=== PROBLEM TO WORK ON ===
Reproduce the stretch from the line containing "target: side window" through the end of the rows, replacing "side window" with "cab window" and leaving all other text unchanged.
# Start of RECORD EXTRACTS
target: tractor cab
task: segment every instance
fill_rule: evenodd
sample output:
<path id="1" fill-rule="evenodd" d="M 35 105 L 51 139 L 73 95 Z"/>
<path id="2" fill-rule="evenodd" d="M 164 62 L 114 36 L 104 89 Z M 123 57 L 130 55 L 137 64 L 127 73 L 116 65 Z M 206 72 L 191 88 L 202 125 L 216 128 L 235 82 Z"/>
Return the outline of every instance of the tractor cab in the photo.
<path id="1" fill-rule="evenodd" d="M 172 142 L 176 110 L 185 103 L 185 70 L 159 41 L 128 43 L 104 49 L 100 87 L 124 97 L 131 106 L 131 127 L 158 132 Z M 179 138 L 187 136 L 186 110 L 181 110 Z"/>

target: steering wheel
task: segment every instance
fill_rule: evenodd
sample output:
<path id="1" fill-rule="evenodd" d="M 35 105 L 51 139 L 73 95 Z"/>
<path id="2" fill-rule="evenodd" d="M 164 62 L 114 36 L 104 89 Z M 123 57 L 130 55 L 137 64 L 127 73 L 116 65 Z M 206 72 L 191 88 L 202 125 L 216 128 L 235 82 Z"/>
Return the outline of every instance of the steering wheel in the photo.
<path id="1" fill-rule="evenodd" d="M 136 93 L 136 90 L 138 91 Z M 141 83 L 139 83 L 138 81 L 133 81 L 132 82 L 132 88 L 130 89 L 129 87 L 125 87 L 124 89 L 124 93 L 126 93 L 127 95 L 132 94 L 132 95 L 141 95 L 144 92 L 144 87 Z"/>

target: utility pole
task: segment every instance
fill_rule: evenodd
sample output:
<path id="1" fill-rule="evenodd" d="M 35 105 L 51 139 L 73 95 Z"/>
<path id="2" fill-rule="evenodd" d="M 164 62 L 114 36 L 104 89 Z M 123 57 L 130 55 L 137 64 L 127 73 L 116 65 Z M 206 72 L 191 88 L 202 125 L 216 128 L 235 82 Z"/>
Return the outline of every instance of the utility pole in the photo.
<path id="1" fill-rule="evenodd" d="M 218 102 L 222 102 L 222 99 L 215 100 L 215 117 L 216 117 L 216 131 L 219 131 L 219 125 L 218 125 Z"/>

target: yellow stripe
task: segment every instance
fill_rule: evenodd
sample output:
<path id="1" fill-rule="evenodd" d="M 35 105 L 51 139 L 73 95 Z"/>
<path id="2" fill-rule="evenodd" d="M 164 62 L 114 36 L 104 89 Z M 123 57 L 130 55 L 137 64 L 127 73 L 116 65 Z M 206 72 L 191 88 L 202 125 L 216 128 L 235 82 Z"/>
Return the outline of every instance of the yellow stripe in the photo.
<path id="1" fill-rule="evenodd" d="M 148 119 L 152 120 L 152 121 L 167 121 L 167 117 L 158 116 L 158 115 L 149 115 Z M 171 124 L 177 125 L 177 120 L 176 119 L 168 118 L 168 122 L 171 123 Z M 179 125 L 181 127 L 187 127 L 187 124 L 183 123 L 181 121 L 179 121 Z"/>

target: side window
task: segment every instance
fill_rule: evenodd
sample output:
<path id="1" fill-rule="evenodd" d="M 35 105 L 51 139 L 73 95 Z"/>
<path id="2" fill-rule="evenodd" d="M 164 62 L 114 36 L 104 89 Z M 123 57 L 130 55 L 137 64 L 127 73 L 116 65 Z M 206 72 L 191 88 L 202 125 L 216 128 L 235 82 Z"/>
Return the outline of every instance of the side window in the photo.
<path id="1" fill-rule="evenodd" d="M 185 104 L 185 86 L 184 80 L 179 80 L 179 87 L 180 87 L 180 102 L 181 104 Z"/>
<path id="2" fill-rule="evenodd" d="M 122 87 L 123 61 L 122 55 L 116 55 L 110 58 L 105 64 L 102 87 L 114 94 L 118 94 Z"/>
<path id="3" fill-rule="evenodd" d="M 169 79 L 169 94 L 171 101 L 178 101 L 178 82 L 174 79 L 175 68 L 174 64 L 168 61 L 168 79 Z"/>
# End of RECORD EXTRACTS
=== ANSWER TO THIS EXERCISE ===
target: cab window
task: segment every instance
fill_rule: evenodd
sample output:
<path id="1" fill-rule="evenodd" d="M 35 105 L 51 139 L 73 95 Z"/>
<path id="2" fill-rule="evenodd" d="M 164 62 L 114 36 L 104 89 Z M 123 57 L 130 55 L 137 64 L 127 73 L 116 65 Z M 206 72 L 191 88 L 202 125 L 216 128 L 235 82 Z"/>
Return the outline of every instance of the cab window in the photo.
<path id="1" fill-rule="evenodd" d="M 185 104 L 185 86 L 184 80 L 179 80 L 179 87 L 180 87 L 180 102 L 181 104 Z"/>
<path id="2" fill-rule="evenodd" d="M 122 87 L 123 61 L 122 55 L 116 55 L 110 58 L 105 64 L 102 87 L 114 94 L 118 94 Z"/>
<path id="3" fill-rule="evenodd" d="M 169 79 L 169 94 L 171 101 L 178 101 L 178 82 L 174 79 L 175 68 L 174 64 L 168 61 L 168 79 Z"/>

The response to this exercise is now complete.